Reading text:

********************

Get started with the Azure Speech CLI
In this article, you'll learn how to use the Speech CLI, a command-line interface, to access Speech services like speech to text, text to speech, and speech translation without writing code. The Speech CLI is production ready and can be used to automate simple workflows in the Speech service, using
.bat or shell scripts.
This article assumes that you have working knowledge of the command prompt, terminal, or PowerShell.
Download and install
Follow these steps to install the Speech CLI on Windows:
On Windows, you need the Microsoft Visual C++ Redistributable for Visual Studio 2019 for your platform. Installing this for the first time may require a restart.
Install .NET Core 3.1 SDK.
Install the Speech CLI using NuGet by entering this command:
dotnet tool install --global Microsoft.CognitiveServices.Speech.CLI
spx to see help for the Speech CLI.
As an alternative to NuGet, you can download and extract the Speech CLI for Windows as a zip file.
On Windows, the Speech CLI can only show fonts available to the command prompt on the local computer. Windows Terminal supports all fonts produced interactively by the Speech CLI.
If you output to a file, a text editor like Notepad or a web browser like Microsoft Edge can also show all fonts.
Create subscription config
To start using the Speech CLI, you need to enter your Speech subscription key and region identifier.
Get these credentials by following steps in Try the Speech service for free.
Once you have your subscription key and region identifier (ex.
westus), run the following commands.

********************

Set task 1: Find every row containing the word "concrete" and copy each one out, treating uppercase and lowercase as different.
The rows are unrelated to the Speech CLI article.

********************

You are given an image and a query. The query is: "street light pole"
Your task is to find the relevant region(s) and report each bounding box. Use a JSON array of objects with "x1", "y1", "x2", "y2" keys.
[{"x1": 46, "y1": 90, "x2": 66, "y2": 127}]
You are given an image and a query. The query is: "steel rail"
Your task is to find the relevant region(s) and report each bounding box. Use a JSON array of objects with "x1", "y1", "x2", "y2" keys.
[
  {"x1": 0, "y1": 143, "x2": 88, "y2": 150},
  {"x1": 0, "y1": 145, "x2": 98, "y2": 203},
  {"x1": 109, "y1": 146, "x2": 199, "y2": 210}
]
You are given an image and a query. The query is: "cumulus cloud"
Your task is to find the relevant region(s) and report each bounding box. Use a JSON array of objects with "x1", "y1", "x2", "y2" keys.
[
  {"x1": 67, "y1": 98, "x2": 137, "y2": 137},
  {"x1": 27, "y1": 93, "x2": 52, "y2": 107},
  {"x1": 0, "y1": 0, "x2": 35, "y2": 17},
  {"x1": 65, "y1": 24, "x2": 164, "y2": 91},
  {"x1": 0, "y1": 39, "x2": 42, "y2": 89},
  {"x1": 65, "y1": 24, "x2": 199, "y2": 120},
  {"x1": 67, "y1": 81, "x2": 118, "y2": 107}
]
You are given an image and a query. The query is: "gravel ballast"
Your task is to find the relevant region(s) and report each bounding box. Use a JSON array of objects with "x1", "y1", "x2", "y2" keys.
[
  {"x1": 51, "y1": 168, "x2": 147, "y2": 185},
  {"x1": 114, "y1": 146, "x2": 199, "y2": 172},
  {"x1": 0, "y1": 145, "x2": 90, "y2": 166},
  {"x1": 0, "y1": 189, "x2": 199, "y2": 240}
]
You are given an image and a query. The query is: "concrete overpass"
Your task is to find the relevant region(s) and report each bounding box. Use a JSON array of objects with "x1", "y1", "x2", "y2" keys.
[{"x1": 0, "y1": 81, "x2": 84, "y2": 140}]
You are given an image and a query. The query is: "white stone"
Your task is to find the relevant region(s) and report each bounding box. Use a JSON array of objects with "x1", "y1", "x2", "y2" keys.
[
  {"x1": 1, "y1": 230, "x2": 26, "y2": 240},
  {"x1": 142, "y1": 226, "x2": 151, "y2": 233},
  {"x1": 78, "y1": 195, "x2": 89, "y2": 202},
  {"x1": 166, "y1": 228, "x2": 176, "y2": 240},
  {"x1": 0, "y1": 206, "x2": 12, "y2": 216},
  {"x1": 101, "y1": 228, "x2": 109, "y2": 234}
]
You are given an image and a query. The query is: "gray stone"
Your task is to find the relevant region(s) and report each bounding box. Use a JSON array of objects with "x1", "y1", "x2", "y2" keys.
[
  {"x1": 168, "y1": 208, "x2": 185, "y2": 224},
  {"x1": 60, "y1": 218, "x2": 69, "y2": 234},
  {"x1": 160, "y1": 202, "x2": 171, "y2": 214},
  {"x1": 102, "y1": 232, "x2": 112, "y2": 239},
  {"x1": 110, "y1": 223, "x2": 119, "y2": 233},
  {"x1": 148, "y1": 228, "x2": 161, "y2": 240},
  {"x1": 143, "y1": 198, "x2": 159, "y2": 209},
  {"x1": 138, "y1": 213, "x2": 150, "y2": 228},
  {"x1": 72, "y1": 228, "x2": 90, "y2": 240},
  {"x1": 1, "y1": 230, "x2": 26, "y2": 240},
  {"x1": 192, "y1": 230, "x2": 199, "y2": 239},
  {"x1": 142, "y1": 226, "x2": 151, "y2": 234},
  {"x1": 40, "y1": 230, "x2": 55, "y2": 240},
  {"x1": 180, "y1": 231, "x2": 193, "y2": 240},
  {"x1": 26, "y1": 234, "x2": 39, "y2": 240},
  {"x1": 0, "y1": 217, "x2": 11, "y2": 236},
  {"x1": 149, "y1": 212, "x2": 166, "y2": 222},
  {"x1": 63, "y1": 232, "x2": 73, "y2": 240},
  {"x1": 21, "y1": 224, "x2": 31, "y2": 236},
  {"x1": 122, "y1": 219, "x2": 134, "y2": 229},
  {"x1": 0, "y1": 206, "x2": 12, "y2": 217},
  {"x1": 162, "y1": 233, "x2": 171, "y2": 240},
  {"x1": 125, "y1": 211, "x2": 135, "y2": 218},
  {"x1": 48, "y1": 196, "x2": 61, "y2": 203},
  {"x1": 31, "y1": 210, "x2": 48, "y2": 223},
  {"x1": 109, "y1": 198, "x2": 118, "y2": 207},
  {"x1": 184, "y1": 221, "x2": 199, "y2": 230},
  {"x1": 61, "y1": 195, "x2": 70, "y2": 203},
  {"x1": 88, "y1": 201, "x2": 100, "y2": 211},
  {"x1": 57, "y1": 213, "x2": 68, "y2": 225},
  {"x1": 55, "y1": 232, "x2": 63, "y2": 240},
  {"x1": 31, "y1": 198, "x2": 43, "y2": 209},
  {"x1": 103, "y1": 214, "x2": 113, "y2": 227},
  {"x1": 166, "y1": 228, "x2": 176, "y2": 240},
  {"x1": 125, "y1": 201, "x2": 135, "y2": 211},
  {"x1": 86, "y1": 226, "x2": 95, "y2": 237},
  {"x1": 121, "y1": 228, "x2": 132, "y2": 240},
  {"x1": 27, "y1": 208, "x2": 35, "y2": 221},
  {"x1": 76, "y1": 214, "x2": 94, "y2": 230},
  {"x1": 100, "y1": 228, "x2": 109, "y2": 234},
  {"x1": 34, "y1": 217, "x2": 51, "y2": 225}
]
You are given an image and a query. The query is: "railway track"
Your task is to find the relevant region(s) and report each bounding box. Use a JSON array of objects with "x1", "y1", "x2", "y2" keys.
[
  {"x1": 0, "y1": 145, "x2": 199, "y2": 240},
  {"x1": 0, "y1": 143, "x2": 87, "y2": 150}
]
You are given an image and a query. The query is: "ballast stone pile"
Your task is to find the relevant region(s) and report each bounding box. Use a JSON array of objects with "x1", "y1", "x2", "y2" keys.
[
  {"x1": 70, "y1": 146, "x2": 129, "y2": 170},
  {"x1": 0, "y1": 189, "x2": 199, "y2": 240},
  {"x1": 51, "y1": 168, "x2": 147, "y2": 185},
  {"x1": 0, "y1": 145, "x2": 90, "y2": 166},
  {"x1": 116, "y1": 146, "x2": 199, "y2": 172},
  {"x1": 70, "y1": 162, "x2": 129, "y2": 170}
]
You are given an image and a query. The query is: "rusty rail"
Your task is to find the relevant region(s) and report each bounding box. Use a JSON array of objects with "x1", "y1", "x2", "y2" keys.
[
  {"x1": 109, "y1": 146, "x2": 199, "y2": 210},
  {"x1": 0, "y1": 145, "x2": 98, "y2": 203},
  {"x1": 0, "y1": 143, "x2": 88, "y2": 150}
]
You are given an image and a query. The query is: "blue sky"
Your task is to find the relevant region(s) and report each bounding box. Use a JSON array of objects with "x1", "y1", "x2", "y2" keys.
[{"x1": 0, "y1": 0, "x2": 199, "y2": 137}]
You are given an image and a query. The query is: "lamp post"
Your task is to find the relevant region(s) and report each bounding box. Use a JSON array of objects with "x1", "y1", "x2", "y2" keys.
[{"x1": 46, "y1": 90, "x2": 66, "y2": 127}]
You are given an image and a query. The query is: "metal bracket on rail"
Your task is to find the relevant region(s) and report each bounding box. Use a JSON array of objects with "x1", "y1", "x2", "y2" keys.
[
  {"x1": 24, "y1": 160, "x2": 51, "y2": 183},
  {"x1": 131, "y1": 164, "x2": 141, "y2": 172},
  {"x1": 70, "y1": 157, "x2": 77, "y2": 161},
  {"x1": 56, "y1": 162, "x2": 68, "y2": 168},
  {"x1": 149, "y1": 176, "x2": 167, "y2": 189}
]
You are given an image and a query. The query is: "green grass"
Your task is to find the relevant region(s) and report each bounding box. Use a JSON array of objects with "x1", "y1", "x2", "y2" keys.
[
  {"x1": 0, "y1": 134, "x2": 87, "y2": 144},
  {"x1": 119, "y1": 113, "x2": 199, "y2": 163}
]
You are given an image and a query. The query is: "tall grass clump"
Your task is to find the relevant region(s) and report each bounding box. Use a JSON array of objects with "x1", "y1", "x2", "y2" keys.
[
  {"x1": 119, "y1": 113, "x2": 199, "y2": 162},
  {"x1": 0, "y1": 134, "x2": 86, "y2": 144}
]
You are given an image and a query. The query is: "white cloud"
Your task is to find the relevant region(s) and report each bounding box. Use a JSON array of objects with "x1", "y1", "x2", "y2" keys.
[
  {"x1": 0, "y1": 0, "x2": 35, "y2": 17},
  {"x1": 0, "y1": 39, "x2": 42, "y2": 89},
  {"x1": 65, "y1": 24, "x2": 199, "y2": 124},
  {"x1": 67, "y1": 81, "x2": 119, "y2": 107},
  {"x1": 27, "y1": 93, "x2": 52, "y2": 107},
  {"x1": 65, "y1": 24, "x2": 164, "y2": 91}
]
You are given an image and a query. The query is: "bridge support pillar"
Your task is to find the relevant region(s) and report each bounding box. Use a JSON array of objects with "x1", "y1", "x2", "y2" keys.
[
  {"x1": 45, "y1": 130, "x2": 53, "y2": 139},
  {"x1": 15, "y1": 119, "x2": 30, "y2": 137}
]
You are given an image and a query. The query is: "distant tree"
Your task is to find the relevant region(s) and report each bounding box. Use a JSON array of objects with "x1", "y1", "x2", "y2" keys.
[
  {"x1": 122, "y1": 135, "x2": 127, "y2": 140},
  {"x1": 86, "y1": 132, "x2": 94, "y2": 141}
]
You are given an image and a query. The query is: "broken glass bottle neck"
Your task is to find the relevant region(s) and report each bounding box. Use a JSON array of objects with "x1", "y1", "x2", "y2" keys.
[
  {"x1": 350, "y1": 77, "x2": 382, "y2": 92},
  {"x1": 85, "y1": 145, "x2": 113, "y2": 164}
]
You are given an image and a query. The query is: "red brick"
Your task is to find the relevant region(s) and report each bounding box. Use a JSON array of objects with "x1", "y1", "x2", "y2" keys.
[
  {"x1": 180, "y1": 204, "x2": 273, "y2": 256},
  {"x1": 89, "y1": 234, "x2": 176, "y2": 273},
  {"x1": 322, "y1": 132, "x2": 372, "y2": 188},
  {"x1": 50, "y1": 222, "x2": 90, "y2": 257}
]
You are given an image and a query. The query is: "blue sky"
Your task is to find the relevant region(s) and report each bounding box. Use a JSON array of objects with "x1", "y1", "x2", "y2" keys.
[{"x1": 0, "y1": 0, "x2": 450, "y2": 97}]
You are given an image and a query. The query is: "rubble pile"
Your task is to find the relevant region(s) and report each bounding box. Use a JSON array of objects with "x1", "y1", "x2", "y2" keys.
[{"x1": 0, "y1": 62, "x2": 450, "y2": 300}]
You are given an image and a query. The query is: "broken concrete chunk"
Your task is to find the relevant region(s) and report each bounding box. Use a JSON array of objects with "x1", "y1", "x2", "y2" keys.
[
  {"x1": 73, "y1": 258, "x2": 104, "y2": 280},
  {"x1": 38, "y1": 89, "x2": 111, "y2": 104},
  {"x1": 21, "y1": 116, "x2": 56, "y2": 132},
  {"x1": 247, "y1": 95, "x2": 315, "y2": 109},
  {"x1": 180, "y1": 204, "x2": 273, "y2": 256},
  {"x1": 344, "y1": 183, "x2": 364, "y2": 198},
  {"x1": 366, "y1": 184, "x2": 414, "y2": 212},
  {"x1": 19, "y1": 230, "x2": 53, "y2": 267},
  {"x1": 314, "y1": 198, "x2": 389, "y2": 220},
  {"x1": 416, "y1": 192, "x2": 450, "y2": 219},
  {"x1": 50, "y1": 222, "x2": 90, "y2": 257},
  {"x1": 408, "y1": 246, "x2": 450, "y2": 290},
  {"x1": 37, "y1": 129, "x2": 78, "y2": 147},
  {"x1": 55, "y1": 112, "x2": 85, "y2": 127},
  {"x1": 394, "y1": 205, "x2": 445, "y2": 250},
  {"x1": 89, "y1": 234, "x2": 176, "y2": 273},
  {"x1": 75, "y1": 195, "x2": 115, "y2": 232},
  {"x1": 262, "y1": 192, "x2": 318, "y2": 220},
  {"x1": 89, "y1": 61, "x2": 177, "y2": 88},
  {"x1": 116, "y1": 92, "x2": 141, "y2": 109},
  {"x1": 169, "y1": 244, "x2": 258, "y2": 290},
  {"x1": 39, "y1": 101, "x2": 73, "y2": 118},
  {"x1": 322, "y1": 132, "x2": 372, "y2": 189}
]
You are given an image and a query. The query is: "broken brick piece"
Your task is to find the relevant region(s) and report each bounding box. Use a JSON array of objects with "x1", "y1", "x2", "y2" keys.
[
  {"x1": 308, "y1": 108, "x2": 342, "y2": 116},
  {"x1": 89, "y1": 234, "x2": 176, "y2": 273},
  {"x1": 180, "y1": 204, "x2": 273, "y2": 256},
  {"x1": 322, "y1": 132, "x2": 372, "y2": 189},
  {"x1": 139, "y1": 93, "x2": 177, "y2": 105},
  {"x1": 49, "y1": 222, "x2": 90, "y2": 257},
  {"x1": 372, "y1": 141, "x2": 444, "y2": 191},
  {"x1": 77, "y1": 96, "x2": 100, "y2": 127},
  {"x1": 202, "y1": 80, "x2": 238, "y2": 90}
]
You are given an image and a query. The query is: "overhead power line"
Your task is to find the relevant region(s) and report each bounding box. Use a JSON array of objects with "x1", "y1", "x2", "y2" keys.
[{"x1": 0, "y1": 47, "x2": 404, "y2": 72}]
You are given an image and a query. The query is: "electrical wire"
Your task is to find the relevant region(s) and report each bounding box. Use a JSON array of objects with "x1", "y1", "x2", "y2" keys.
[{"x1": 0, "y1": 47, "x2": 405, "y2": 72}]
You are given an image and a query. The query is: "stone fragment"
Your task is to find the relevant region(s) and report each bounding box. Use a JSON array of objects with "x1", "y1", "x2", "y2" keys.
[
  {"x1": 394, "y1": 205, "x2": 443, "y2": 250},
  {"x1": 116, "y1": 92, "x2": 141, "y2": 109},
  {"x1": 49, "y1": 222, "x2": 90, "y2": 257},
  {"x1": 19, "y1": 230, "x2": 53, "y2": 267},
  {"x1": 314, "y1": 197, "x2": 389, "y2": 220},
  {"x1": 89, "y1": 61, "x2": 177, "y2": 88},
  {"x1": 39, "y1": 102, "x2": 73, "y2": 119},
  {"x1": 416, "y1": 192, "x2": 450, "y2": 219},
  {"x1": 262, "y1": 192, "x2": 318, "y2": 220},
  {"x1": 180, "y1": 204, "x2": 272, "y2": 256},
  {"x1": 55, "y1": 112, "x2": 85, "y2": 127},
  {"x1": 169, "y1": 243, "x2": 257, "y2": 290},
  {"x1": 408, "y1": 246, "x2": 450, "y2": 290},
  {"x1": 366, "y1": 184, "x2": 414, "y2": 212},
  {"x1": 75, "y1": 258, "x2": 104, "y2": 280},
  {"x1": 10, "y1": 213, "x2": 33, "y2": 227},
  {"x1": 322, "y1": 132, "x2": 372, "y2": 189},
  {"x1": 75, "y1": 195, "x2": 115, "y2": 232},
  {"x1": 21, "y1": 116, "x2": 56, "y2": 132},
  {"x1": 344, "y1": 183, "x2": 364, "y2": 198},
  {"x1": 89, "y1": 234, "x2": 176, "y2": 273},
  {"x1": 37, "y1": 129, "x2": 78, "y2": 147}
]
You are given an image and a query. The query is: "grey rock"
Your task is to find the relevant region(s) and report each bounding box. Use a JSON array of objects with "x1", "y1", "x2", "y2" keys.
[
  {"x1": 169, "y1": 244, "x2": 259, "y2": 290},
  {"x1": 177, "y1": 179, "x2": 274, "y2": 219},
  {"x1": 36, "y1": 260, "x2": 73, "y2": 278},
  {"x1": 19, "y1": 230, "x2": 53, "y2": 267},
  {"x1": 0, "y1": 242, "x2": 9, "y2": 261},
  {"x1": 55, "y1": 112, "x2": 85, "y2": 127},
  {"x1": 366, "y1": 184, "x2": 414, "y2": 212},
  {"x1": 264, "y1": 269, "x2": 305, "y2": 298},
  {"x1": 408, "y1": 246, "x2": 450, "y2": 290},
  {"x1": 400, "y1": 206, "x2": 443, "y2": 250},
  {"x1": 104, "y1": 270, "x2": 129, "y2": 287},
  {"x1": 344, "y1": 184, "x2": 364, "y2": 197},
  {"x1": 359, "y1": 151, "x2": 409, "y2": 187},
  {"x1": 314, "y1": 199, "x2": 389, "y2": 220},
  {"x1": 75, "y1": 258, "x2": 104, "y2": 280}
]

********************

Set task 2: Print, word for word, the part of the Speech CLI article between "Create subscription config" and "the following commands.", inclusive.

Written answer 1:
You are given an image and a query. The query is: "concrete overpass"
You are given an image and a query. The query is: "broken concrete chunk"

Written answer 2:
Create subscription config
To start using the Speech CLI, you need to enter your Speech subscription key and region identifier.
Get these credentials by following steps in Try the Speech service for free.
Once you have your subscription key and region identifier (ex.
westus), run the following commands.